QUESTIONS
a. Reproduce the passage of the essay on Abraham and Isaac that starts with "The worship of" and goes on through "Greece and Rome.".
b. Write the next part of the essay on Abraham and Isaac, picking up right after its final sentence.

EXTRACT TO READ

====

Wednesday, July 23, 2014

Why Abraham heard that he was told to build an Altar, to burn his Oldest Son Isaac as a Sacrifice to God.



Why Abraham heard that he was told to build an Altar, to burn his Oldest Son Isaac as a Sacrifice to God.

By William A. Schaeffer




In the Bible, we read that Abraham was from the city state of Ur.   The remains of the city of Ur may be found in present day Iraq on the Euphrates River.  Ur, at that time, was a member of a loose confederation of Sumerian city states that all shared a common culture.  The people of Ur are generally considered to have been Semitic.

The date of Abraham’s departure is roughly agreed upon to be about 1800 B.C. which would place him in the third Sumerian dynasty at Ur.   When Abraham left Ur, he traveled to Egypt where he lived for a while.   We remember the famous Biblical story where he entered in disguise as his wife’s brother and this saved his life.   After some intrigue, his wife was returned to him, and he left Egypt.   He was childless and growing older.   Eventually, when they both were very old, his wife bore him a son Isaac.   In a vision God told him to take Isaac to the top of a mountain, build a pyre, and sacrifice his son.  At the last minute God told Abraham he could make a replacement of a Ram on the sacrificial pyre.   This has traditionally been viewed as the supreme test of Abraham’s faith in God.

However, there might be another explanation.

Each of the Sumerian City states had a different patron God and the patron god of Ur was Nanna, the moon god.  Other popular gods were worshipped were Baal and Astarte.

The worship of Baal is mentioned in the Bible and is one of the evils that the early Hebrew Tribes fought.   Baal worship was very popular for hundreds of years and continued right to the classic era of Greece and Rome.

The city of Carthage in North Africa was also populated with people of the same culture.  Originally a Phoenician colony that outgrew the mother city, by 300 B.C. Carthage was the richest and most powerful city state on the Mediterranean Sea.   Carthaginian sailors controlled trade on the Mediterranean and Carthage had colonies in Spain, and Sicily.   Carthage’s patron god was Moloch who was considered a variant of Baal, being called Moloch Baal.   Curiously, it seems that the Carthaginian name for themselves in their own language could be translated as “The Philistines.”

At this time Rome was a growing power and eager to expand her influence and trade.   Rome however, had no navy.   The first Punic war saw Rome build a fleet of ships based on an improvement of Carthaginian design.   With this Navy, Rome defeated Carthage and ended the first Punic War.  

In the second Punic War Hannibal unsuccessfully attacked Rome, and eventually had to defend Carthage from a counter attack by Rome’s famous general Scipio Africanus, the elder.   During the siege of Carthage, the Carthaginians implored favor from their god Moloch.   Moloch was a cruel god of fire that required extreme sacrifice.   In this case, the city fathers were required to sacrifice their oldest children to Moloch to gain his divine assistance.

====

INPUT DATA
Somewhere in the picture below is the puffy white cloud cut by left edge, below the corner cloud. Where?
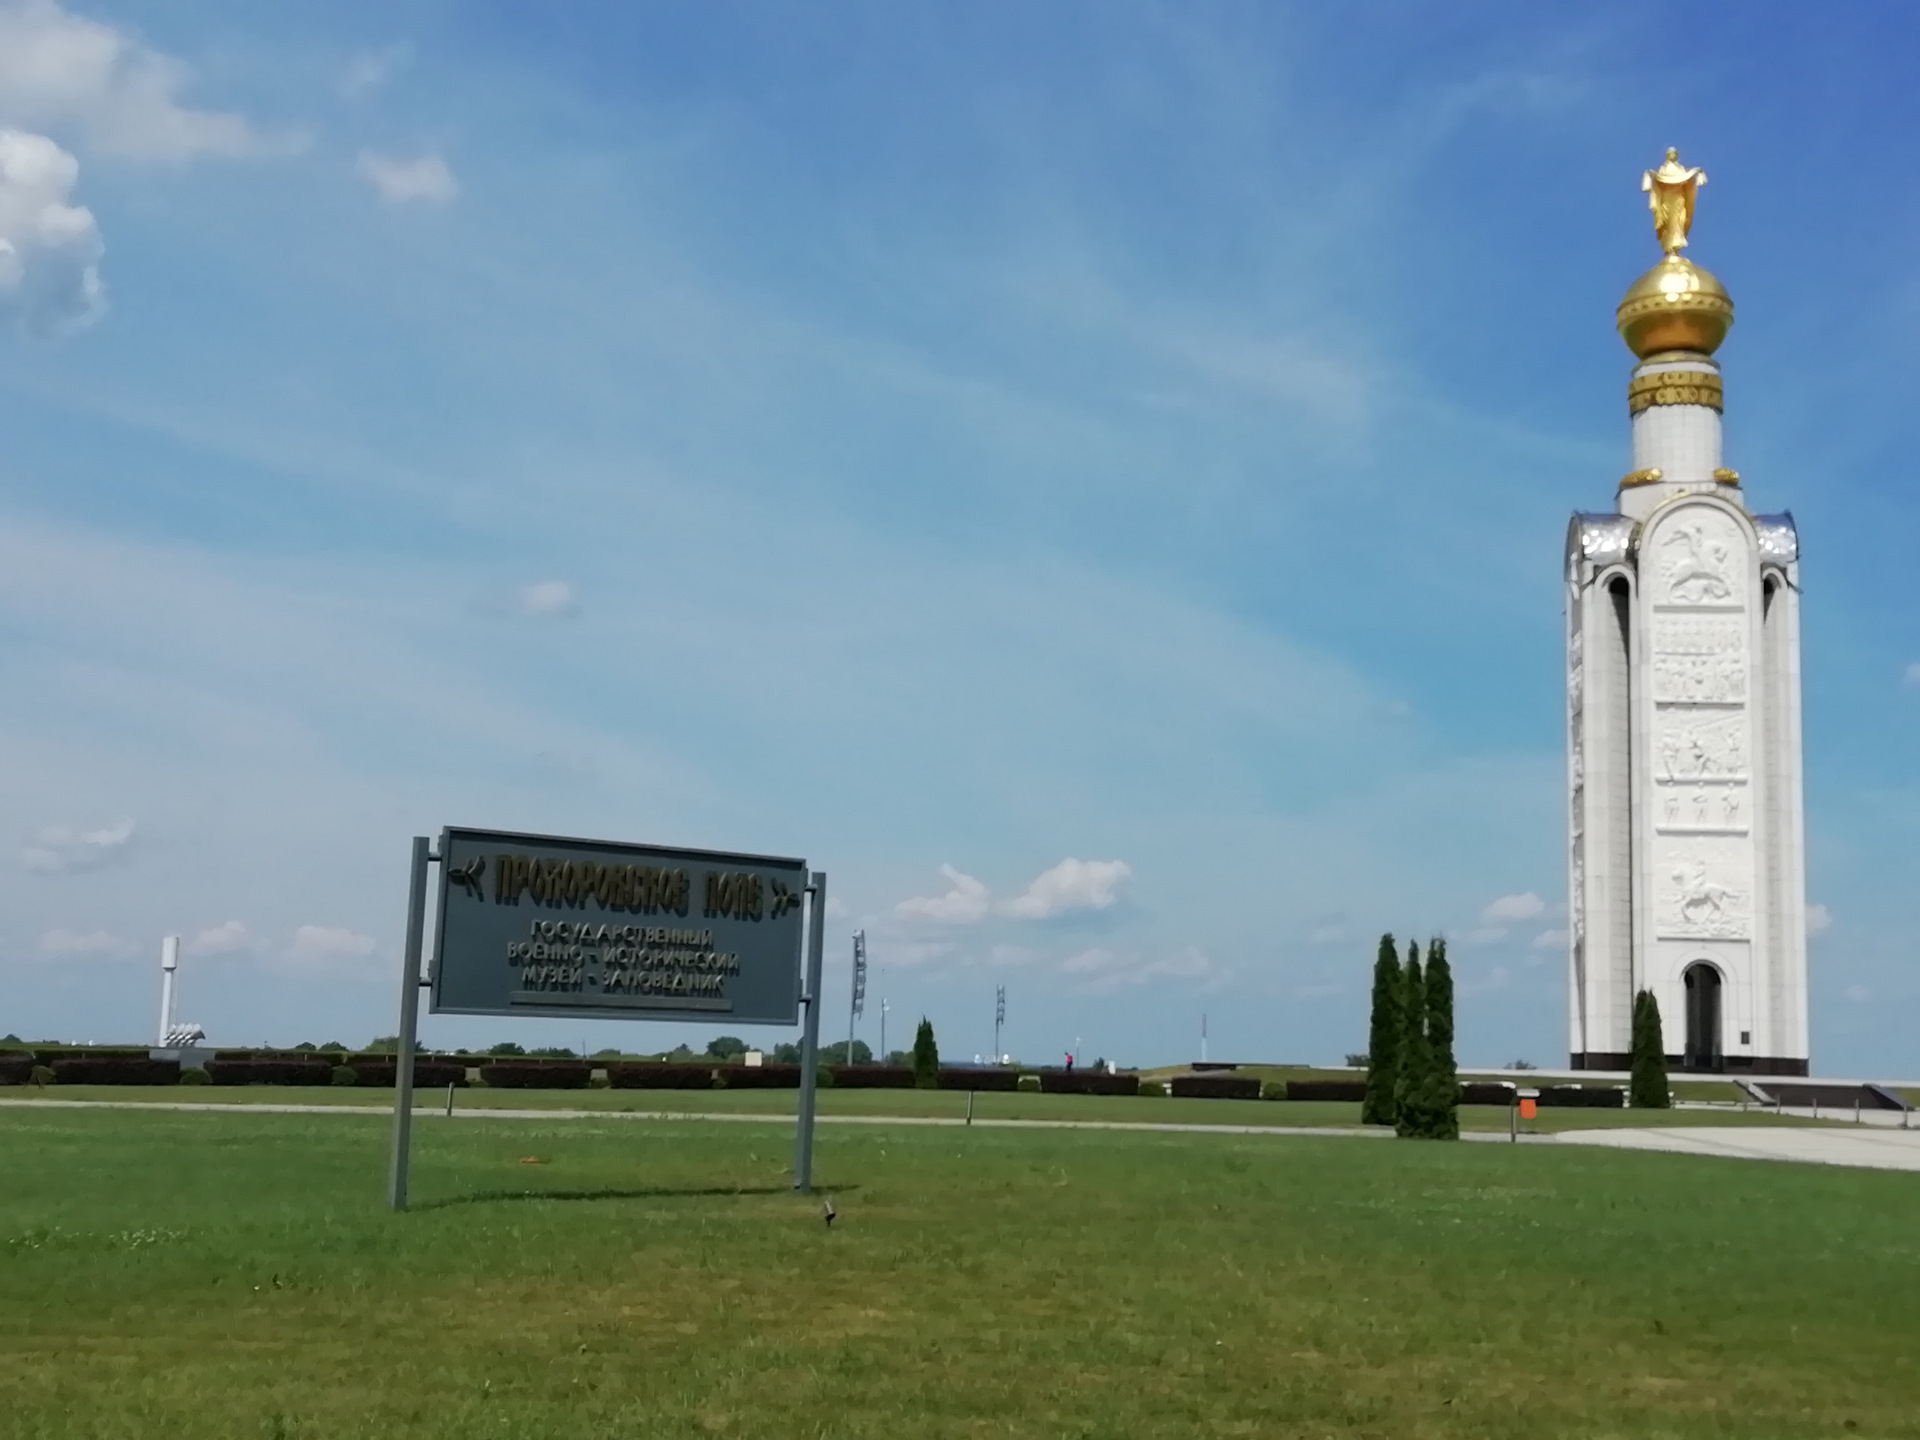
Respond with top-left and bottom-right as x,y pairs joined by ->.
0,131 -> 106,334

====

RESPONSE LIST
a.
The worship of Baal is mentioned in the Bible and is one of the evils that the early Hebrew Tribes fought.   Baal worship was very popular for hundreds of years and continued right to the classic era of Greece and Rome.

b.
Eyewitness accounts indicate that the statues of Moloch had upraised arms that descended into an opening with a burning fire.   The first born children were placed upon the arms and rolled alive into the burning flames.   Apparently, this was a prescribed measure of sacrifice to Moloch in extreme and trying circumstances. 

One can only assume that the custom was ancient and familiar to Moloch’s other manifestation as Baal also.

If so, then when Abraham built a pyre to sacrifice his son Isaac, he was really following the custom typical of Sumerian civilization in desperate and trying circumstances.   And God, who the people of Ur were used to associating with fire, appeared to Abraham as a burning bush.   The fact that Abraham was instructed to substitute a Ram for his son was a Theological advancement that marked the beginning of a new religion of the people of Abraham who would prosper and eventually give us the book we know as the Bible.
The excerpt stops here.